### [DOCUMENT SEGMENT]

:::

The hypocrisy is obvious. Here was the supposedly populist movement of Trump taking a tool that once empowered ordinary people and handing it back to the politicians, allowing them to manipulate voters and exploit their fears. Patrikarakos is not surprised. Digitally speaking, the 21st century “belongs to the illiberals”, he says. The technology is available to anyone, but it’s Moscow that dares fund a troll factory, the Internet Research Agency in St Petersburg, pumping out lies and hate. London or Washington would not make so egregious a move, either because they’d regard it as a violation of their democratic norms or because they’d fear exposure, depending on your degree of cynicism. But the Kremlin bows to no such constraint.

:::

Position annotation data
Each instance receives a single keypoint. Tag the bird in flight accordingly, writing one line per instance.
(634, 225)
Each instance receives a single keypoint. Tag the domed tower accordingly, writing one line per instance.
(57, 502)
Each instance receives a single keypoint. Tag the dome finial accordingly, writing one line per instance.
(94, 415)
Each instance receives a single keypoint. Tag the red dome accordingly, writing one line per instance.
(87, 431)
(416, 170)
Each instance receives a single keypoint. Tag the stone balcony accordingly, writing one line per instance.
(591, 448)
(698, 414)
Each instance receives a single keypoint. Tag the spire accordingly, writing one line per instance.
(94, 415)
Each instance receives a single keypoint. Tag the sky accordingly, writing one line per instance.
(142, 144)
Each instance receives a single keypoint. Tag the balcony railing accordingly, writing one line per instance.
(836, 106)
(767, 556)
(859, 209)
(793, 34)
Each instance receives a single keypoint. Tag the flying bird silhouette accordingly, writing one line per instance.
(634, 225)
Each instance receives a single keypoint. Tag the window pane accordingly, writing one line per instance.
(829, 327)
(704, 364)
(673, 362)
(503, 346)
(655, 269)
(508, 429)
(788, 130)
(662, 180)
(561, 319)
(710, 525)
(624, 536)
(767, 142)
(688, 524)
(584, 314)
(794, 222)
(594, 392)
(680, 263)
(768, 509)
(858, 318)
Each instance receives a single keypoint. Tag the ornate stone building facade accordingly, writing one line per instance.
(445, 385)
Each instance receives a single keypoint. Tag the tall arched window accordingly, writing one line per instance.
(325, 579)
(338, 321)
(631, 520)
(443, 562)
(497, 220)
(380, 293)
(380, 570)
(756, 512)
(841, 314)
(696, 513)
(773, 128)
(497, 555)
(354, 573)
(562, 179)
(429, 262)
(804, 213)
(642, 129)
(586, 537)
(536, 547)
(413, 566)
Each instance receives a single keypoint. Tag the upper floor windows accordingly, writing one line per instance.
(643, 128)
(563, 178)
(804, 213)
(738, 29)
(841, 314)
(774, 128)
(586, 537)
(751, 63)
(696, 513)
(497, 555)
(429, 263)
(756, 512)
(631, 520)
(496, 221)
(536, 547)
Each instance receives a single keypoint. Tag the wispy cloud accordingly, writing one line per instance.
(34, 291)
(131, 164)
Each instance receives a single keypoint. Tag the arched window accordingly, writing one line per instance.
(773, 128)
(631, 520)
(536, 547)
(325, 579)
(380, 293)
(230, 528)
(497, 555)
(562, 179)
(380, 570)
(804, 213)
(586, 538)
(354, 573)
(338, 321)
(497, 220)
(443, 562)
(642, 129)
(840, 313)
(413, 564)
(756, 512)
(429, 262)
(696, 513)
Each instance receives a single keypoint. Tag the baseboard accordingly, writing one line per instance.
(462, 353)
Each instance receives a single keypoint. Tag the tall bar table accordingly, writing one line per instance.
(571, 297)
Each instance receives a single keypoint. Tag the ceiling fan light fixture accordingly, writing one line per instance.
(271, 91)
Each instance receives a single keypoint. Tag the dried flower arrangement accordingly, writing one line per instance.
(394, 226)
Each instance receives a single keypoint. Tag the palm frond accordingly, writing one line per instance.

:::

### [ACTIONS TO TAKE]
• A. Answer these questions using the excerpt on online propaganda:
(i) According to Patrikarakos, who does the 21st century belong to, digitally speaking?
(ii) What is the troll factory that Moscow funds called, and in which city is it?
(iii) Which two capitals does the excerpt say would not make so egregious a move?
• B. Carry on the excerpt on online propaganda, starting after its final sentence.

### [OUTPUTS FOR THE TASKS]
• A.
(i) The illiberals.
(ii) The Internet Research Agency, in St Petersburg.
(iii) London and Washington.

• B.
This week’s revelations are not exactly a loss of innocence: many shed their turn-of-the-century illusions about the internet years ago. And there will be more disenchantment to come. It can’t be only political campaigners who used the likes of Cambridge Analytica to pickpocket our personal data; surely we’ll learn soon of the major corporations that similarly played on our online hopes and fears to sell us stuff. But we don’t have to have the full picture to know that we have to act. It could be regulation; it could be anti-trust legislation to break up those tech giants that act as virtual monopolies. I like Derakhshan’s idea of obliging Facebook and others to open up a marketplace of algorithms: if you don’t like the current social media preference for popularity (retweets) and novelty (“latest”), you should be free to choose a different algorithm that acts on different values.
This is not – yet – a lost cause. There are success stories, with the collectively curated Wikipedia perhaps the best example. But it will mean discarding our 00s-era naivete. The tech companies are greedy corporations that need to be tamed – even if the boss came to work on a skateboard and is still wearing a damn T-shirt.